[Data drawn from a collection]

◆ ◆ ◆

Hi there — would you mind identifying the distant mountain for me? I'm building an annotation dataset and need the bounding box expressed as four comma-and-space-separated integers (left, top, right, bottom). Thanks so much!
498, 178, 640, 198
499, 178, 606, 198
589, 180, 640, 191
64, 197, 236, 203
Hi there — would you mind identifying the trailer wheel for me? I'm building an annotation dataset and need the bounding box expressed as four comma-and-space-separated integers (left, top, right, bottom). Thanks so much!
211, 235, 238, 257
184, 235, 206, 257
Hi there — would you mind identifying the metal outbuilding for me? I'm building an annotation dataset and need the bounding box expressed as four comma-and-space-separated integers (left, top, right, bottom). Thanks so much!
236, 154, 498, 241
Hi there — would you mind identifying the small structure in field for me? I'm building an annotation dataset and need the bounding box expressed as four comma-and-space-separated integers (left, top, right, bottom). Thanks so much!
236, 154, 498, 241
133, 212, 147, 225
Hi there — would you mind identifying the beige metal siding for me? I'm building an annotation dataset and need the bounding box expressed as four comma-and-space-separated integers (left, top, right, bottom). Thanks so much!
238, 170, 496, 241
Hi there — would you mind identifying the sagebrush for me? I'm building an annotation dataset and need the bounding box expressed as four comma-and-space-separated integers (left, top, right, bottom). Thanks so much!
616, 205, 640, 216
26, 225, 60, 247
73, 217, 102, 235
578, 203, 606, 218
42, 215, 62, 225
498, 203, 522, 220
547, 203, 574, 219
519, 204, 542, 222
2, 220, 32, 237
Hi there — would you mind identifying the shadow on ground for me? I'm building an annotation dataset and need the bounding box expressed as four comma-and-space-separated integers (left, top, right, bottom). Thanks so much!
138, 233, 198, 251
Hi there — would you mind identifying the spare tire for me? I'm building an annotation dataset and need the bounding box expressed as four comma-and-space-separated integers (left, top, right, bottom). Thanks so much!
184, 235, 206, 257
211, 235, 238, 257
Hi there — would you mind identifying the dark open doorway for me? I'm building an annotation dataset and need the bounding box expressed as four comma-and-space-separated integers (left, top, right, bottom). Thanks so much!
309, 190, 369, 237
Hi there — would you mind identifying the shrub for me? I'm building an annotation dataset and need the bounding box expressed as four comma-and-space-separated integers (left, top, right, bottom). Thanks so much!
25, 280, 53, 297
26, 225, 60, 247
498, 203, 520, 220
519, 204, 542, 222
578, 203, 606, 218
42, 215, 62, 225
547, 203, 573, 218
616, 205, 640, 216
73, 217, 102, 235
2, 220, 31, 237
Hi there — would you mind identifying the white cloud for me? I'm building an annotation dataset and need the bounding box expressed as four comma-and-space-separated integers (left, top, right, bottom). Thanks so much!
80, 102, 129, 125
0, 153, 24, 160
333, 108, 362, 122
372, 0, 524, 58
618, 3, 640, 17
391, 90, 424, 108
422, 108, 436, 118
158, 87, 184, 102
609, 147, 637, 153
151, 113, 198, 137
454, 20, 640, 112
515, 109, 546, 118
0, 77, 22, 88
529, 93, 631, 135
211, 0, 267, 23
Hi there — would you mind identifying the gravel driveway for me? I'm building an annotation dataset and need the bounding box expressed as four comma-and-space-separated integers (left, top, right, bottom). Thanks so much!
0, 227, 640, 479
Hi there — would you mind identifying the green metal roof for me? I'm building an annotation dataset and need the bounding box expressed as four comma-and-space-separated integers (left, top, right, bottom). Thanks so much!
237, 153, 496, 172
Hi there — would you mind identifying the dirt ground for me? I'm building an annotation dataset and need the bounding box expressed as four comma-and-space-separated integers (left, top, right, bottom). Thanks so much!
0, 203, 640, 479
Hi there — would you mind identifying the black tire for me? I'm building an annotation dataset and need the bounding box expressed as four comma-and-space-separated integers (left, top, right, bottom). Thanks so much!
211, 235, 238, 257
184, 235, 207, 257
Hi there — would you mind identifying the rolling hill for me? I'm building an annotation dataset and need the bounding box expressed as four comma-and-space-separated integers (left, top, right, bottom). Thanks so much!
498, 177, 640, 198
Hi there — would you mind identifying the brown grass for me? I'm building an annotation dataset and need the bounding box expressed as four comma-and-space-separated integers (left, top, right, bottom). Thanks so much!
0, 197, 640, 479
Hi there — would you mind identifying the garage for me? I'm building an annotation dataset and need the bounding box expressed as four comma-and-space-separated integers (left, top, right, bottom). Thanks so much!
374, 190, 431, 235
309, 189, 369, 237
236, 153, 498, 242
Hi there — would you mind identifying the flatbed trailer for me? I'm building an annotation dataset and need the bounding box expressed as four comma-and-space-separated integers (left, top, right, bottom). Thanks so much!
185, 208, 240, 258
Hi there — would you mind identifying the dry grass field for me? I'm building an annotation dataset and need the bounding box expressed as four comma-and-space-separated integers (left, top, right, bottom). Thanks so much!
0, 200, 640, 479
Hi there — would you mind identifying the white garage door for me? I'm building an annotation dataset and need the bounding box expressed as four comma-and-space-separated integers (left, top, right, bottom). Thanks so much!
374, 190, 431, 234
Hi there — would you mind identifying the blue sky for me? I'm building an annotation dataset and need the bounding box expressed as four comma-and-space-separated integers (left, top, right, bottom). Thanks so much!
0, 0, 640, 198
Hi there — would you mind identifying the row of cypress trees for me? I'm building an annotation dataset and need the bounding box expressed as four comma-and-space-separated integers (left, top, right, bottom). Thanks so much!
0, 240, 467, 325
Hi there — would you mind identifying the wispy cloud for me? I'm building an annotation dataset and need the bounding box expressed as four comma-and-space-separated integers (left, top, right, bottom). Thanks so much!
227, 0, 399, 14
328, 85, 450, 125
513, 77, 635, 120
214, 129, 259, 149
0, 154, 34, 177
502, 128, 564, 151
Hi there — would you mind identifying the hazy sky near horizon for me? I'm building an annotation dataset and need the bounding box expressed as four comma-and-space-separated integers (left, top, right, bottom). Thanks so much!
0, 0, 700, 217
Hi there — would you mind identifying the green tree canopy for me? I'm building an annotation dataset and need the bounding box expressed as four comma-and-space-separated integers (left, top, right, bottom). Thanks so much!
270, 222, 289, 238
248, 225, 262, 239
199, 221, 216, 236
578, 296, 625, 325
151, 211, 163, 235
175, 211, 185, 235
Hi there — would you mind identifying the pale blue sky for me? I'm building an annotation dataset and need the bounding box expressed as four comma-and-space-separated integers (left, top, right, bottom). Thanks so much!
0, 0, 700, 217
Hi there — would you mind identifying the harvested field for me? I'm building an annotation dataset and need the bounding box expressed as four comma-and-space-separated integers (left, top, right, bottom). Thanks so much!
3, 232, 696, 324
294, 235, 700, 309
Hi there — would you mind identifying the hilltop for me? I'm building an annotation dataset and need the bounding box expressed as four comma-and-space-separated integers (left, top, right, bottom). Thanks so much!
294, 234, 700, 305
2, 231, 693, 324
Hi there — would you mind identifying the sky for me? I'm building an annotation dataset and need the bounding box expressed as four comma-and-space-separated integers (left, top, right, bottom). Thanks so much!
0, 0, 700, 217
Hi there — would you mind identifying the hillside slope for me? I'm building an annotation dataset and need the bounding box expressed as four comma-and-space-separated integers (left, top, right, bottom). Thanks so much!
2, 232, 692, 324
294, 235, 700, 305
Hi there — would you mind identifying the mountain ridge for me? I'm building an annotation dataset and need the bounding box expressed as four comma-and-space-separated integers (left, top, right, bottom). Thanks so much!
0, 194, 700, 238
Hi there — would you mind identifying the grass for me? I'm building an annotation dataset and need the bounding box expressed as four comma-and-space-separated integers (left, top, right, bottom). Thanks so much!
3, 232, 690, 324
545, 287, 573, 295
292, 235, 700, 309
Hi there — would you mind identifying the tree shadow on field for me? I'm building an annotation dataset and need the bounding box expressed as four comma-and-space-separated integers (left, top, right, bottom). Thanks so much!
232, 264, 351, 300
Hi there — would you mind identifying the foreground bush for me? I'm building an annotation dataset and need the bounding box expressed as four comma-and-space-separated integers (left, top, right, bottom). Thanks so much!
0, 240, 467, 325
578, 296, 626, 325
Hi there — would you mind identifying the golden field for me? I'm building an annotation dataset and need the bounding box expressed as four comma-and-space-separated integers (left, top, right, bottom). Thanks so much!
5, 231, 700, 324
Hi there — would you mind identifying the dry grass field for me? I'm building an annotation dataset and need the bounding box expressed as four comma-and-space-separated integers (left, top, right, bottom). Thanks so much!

◆ ◆ ◆

WHAT THE TASK REQUIRES :: Rewrite the lines from the one containing "Hi there — would you mind identifying the gravel" through the one containing "0, 227, 640, 479", inclusive, changing "gravel driveway" to "dirt driveway" and leaving everything else the same.

FULL ANSWER ::
Hi there — would you mind identifying the dirt driveway for me? I'm building an annotation dataset and need the bounding box expressed as four comma-and-space-separated integers (left, top, right, bottom). Thanks so much!
0, 227, 640, 479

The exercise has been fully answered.